*** Opening Records for this exercise ***

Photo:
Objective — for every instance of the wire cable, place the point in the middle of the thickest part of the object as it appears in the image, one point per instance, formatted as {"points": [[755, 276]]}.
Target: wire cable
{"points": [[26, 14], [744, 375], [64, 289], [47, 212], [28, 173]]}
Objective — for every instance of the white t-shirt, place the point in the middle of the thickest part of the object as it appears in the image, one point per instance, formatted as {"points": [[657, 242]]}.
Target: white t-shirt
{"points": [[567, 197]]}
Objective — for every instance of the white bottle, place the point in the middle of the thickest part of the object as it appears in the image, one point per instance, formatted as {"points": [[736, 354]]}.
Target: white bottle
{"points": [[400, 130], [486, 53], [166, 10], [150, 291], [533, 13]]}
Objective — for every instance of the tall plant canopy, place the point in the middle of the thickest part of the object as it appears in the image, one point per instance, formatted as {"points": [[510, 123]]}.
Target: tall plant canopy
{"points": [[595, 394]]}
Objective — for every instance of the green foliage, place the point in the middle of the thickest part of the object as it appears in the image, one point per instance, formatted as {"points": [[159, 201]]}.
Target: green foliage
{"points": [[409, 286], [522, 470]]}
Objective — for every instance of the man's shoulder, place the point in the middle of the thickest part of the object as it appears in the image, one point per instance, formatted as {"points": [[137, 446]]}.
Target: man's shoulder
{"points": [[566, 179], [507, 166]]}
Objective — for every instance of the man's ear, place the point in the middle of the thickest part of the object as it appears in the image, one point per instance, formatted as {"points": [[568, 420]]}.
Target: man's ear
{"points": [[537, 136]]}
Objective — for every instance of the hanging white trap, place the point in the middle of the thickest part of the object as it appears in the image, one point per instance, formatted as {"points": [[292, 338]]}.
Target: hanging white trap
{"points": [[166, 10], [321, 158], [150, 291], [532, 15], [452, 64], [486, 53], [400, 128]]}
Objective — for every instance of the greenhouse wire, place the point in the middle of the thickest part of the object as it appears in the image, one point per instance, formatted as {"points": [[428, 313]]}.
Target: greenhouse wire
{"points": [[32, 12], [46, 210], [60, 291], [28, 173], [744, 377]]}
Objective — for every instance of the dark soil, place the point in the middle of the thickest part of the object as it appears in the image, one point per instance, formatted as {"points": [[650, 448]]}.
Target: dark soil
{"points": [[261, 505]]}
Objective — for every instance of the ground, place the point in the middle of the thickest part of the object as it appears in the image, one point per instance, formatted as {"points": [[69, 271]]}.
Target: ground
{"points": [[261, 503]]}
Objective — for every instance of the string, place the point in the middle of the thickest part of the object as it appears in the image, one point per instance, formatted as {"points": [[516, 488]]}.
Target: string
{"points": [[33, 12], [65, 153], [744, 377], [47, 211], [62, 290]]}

*** Closing Records for this exercise ***

Exercise brief ▸
Each record must be transcribed word for word.

Output below ▸
Photo:
Objective — for every instance of the wire cable, place the point in the middle of the thickest part of the object as it appears in the image, one point per instance, formatted as {"points": [[755, 276]]}.
Target: wire cable
{"points": [[26, 14], [744, 375], [64, 289], [47, 212], [28, 173]]}
Objective — for every instance of the white t-shirt, place the point in the middle of the thickest part of the object as it appears in the image, one point per instance, formatted as {"points": [[657, 242]]}.
Target: white t-shirt
{"points": [[567, 197]]}
Objective — for every instance of the white bottle, place the point in the middle of the thickest part of the object as it appears in the image, one point per instance, formatted as {"points": [[736, 354]]}.
Target: white bottle
{"points": [[400, 130], [486, 53], [166, 10], [150, 291], [533, 13]]}
Objective — for every instance of the tall plant canopy, place the point in the middle of the thickest part of the object as it appears in the image, one point per instance, formatted as {"points": [[510, 123]]}.
Target: tall plant canopy
{"points": [[595, 394]]}
Objective — for every instance of the green foliage, place the point in the middle of the thickest part of the object as it appears in the image, one point per instance, formatted as {"points": [[159, 201]]}.
Target: green foliage
{"points": [[409, 286], [522, 470]]}
Objective — for every instance of the man's shoulder, place the point in the middle of the thickest part of the object as it appears in the image, one point per instance, formatted as {"points": [[137, 446]]}.
Target: man's shoulder
{"points": [[566, 179], [507, 166]]}
Objective — for every instance of the man's ear, place the point in the middle of the thickest part of the object as it appears in the image, one point per instance, formatted as {"points": [[568, 420]]}.
Target: man's ear
{"points": [[537, 136]]}
Objective — for every instance of the hanging white trap, place the point in the middle of the thickest part of the object as it appears in the image, one point per instance, formatted as {"points": [[292, 338]]}.
Target: hanging white trap
{"points": [[166, 10], [321, 158], [150, 291], [532, 15], [452, 64], [486, 53], [400, 128]]}
Objective — for every instance of the greenhouse wire, place the point in the middle of the thickest part of the object as it appears in the image, one point per instance, formatted as {"points": [[428, 313]]}.
Target: greenhouse wire
{"points": [[32, 12], [46, 210], [60, 291], [28, 173], [744, 377]]}
Objective — for every instance of the dark soil, place the point in the middle of the thickest part of the object as it appears in the image, one point per instance, formatted as {"points": [[650, 448]]}.
Target: dark soil
{"points": [[261, 505]]}
Objective — for every instance of the ground, place the point in the middle of the thickest part of the object as it appears in the image, one point per instance, formatted as {"points": [[69, 271]]}.
Target: ground
{"points": [[261, 503]]}
Objective — for every instance of the string, place the point in the middle of the thickest part of the object as it appears in the image, one point per instance, formatted as {"points": [[516, 488]]}.
Target: string
{"points": [[33, 12], [65, 153], [744, 377], [47, 211], [62, 290]]}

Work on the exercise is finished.